## WHAT YOU NEED TO DO
[1] For each statement below, answer yes or no according to the NVidia driver hang thread, and quote the words from it that decide the answer. (a) The problem was replicated on driver versions 510.54 and 470.103. (b) The hung application can be stopped with kill -9. (c) The hang happens every time a running KataGo instance is killed.
[2] Resume the NVidia driver hang thread after its final line.

## EXTRACTED TEXT
....

We are running into what looks like an NVidia driver bug. When running KataGo, an open-source replica of AlphaZero, sometimes when we terminate the application with Ctrl+C it will hang and cannot be killed (even with kill -9), and any other application attempting to use the GPU (e.g. nvidia-smi) will also hang. Concurrently with this, we see a kernel OOPS reported in dmesg, with a NULL pointer dereference in the NVidia driver. For example:
We have replicated this problem on RTX A6000 and RTX A4000 GPUs, and on drivers 510.54 and 470.103. We are running Ubuntu 20.04, kernel 5.4.0-107-generic #121-Ubuntu SMP with drivers installed from the Lambda Stack. We run our application in Docker, with nvidia-container-toolkit. I’ve attached an nvidia-bug-report.log.gz from one of our machines, running 510.54, as well as a complete dmesg from one of the OOPSs.
We have replicated this issue on a system with GTX 1080 Ti and Asus motherboard. So it does not seem specific to the platform in any way. Driver is 510.54, kernel is 5.4.0-107-generic #121-Ubuntu SMP.
nvidia-bug-report hangs and I cannot reboot this server yet as it has a critical task still running, but attaching the partial output. nvidia-bug-report.log.gz (3.6 KB)
@AdamGleaveUCB
Please confirm if you are running the same application on all platforms.
If yes, please help to provide reliable repro steps so that I can try to reproduce issue locally which will help in debugging.
Unfortunately the issue is stochastic: it occurs sometimes, but not always, when we kill a running KataGo instance. It is more likely to occur the longer it’s been running.
I’ll look into if I can at least automate this (e.g. running and killing it in a loop until it hangs), or find some combination of settings that more reliably triggers the issue.
Just wanted to check in to see if you’ve been able to reproduce it with the new code? Do let us know if you have any trouble, happy to provide more details.
@AdamGleaveUCB
Thanks for sharing the code, however I ran it on notebook or system with coupled of GPUs connected but it failed as below -
root@oemqa-ThinkPad-P1-Gen-3:~/katago-driver-bug-repro# bash loop.sh
docker-compose version 1.25.0, build unknown
*** Iteration 0 ***
Starting Docker compose
Waiting for 45 seconds
…
Done waiting.

....

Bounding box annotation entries
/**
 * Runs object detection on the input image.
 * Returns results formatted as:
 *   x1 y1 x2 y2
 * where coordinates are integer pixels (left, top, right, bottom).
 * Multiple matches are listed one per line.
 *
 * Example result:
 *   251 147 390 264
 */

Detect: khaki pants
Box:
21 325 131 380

....

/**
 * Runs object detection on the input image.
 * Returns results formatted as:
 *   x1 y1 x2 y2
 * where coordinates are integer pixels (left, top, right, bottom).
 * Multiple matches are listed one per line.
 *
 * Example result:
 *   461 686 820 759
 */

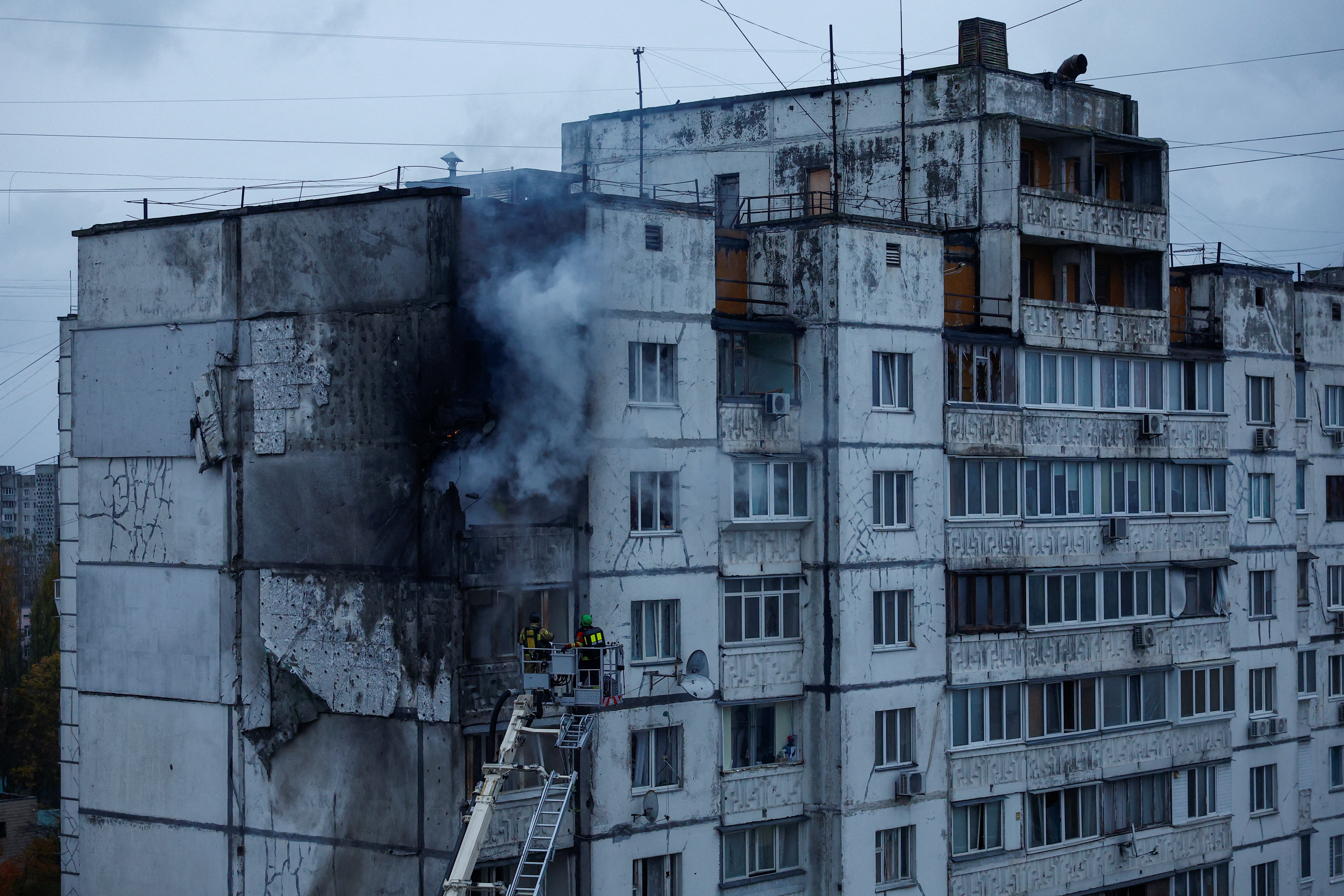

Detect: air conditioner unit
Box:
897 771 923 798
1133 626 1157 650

....

## RESULTS
[1]
(a) Yes: "on drivers 510.54 and 470.103"
(b) No: "cannot be killed (even with kill -9)"
(c) No: "it occurs sometimes, but not always, when we kill a running KataGo instance"

[2]
Trying to bring docker service down now.
If this hangs, then bug detected!
ERROR: The Compose file ‘./compose/crash.yml’ is invalid because:
services.selfplay.deploy.resources.reservations value Additional properties are not allowed (‘devices’ was unexpected)
services.selfplay.build contains unsupported option: ‘target’
services.selfplay.volumes contains an invalid type, it should be a string
services.selfplay.volumes contains an invalid type, it should be a string
services.selfplay.volumes contains an invalid type, it should be a string
*** Iteration 1 ***
Starting Docker compose
Waiting for 45 seconds
…^C
root@oemqa-ThinkPad-P1-Gen-3:~/katago-driver-bug-repro#
Please confirm if I must need 7 GPUs to run code successfully.
It would be great and easier to have code which can trigger issue with couple of GPUs connected.
I have modified the code to run on fewer GPUs: you can now run bash loop.sh <n> [time] where n can be 2, 3 or 7 GPUs and time is the timeout (defaults to 60s, but you may want to increase it if you don’t see GPU utilization occurring, as I’ve found the start-up time varies depending on how powerful the machine is). You’ll need to rebuild the Docker image to pick up the new configs if running on a system you’ve already run this on: e.g. docker-compose -f compose/crash2.yml --env compose/crash2.env build.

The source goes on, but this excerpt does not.